■ **Given records**:
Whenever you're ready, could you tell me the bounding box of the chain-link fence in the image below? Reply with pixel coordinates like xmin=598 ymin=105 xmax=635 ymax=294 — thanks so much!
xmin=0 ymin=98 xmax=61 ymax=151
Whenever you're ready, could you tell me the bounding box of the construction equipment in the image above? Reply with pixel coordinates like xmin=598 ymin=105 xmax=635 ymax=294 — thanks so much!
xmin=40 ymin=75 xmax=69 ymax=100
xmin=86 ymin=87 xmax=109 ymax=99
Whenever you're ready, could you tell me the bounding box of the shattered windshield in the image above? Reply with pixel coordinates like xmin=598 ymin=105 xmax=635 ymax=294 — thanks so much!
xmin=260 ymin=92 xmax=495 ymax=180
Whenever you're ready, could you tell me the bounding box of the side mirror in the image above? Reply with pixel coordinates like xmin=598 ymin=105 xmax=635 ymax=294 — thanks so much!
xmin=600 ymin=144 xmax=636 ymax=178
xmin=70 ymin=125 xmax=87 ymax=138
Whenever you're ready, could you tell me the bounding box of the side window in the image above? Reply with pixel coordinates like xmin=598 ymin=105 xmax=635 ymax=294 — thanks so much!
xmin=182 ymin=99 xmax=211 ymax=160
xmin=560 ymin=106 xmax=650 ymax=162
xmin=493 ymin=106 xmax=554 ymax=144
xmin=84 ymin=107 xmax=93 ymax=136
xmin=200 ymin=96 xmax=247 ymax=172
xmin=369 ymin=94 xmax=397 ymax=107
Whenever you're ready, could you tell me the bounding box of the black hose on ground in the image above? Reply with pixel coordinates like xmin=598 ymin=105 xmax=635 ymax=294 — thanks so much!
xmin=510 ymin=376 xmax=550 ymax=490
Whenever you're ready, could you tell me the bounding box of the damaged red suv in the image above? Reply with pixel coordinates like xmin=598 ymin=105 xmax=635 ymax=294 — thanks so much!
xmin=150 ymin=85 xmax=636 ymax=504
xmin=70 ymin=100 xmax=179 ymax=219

■ **What you will do**: The answer must contain every line of the material, unchanged.

■ **Response**:
Whenever you're ready, could you tell me the bounding box of the chain-link fence in the image below? Reply with pixel coordinates like xmin=598 ymin=105 xmax=635 ymax=294 — thanks so much!
xmin=0 ymin=98 xmax=61 ymax=151
Whenever you're ready, could you tell me the bounding box of the construction equipment in the image above? Reply with pixel coordinates like xmin=598 ymin=105 xmax=635 ymax=294 — thanks so much!
xmin=40 ymin=75 xmax=69 ymax=100
xmin=86 ymin=87 xmax=109 ymax=99
Whenever you're ready, could you tell me the bounding box of the shattered windshield in the image above? Reply with pixel coordinates like xmin=598 ymin=105 xmax=635 ymax=294 — thanks so much!
xmin=260 ymin=92 xmax=495 ymax=180
Whenever you're ready, could you tell me the bounding box of the side mirror in the image above? Reply with pixel coordinates like xmin=598 ymin=105 xmax=635 ymax=294 — thanks so much!
xmin=600 ymin=144 xmax=636 ymax=178
xmin=70 ymin=125 xmax=87 ymax=138
Whenever you're ready, could you tell me the bounding box of the side window in the image above? Reply with pixel coordinates like xmin=598 ymin=105 xmax=635 ymax=294 — thanks so much!
xmin=182 ymin=99 xmax=211 ymax=160
xmin=560 ymin=106 xmax=650 ymax=162
xmin=493 ymin=106 xmax=554 ymax=144
xmin=84 ymin=107 xmax=93 ymax=136
xmin=200 ymin=96 xmax=247 ymax=172
xmin=369 ymin=94 xmax=397 ymax=107
Whenever you're ready, could you tell me the bounding box of the black hose on ground in the image above? Reply with pixel coordinates like xmin=598 ymin=105 xmax=635 ymax=294 — thanks so much!
xmin=510 ymin=376 xmax=550 ymax=490
Whenever you're ready, could you tell me the bounding box of the damaged red suv in the image above? Reply with pixel coordinates like xmin=598 ymin=105 xmax=635 ymax=294 — thanks so much!
xmin=150 ymin=85 xmax=636 ymax=504
xmin=70 ymin=100 xmax=179 ymax=219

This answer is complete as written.